§ Task prompt:
Quote the data below in full, minus the images.
BEGIN Dataset excerpts
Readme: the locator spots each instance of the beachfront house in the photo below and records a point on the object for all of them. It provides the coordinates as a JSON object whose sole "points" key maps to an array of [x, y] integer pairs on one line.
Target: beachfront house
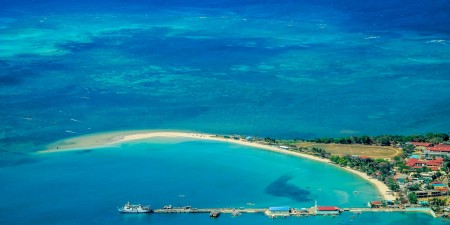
{"points": [[375, 204], [428, 193], [433, 164], [437, 150]]}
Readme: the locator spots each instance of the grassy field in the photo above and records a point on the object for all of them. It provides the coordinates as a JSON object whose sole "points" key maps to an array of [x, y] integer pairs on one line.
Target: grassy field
{"points": [[356, 149]]}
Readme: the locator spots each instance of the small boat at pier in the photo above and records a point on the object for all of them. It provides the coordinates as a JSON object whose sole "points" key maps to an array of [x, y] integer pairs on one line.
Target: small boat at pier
{"points": [[129, 208], [214, 214]]}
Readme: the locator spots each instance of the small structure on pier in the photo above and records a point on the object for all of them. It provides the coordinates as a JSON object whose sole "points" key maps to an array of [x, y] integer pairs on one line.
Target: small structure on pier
{"points": [[279, 211], [214, 214], [326, 210]]}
END Dataset excerpts
§ Task output:
Readme: the locator spots each instance of the beachfront house in the photo below and records a point on the object for all of them. It provides the coordinates as a JSON object whose sole "points" key maps to an array of [x, y] integer pairs on one line.
Target: beachfront house
{"points": [[375, 204], [428, 193], [433, 164], [437, 150]]}
Readme: the locator spots each instance of the grassy field in the photo above and records a point on the object for all of them. It provides the coordinates as a JSON object whose sole "points" key maps to an array of [x, y] integer pairs on one line.
Target: grassy field
{"points": [[356, 149]]}
Readme: the locator spots each instance of the small boat at pier in the photo above and records a point on the object for all of them. It provides the coordinates as a JSON object whose sole "points" key maps to an array of [x, y] integer pairs on one line.
Target: small boat at pier
{"points": [[129, 208], [214, 214]]}
Readme: the locator spots each instance of the small structure on pier in the photo above and records a point on the object for all of them. It provides the coordinates as a JSON object whose sole "points" key maps to an array of [x, y] integer pairs on one line.
Target: small structure on pier
{"points": [[279, 211], [214, 214], [326, 210]]}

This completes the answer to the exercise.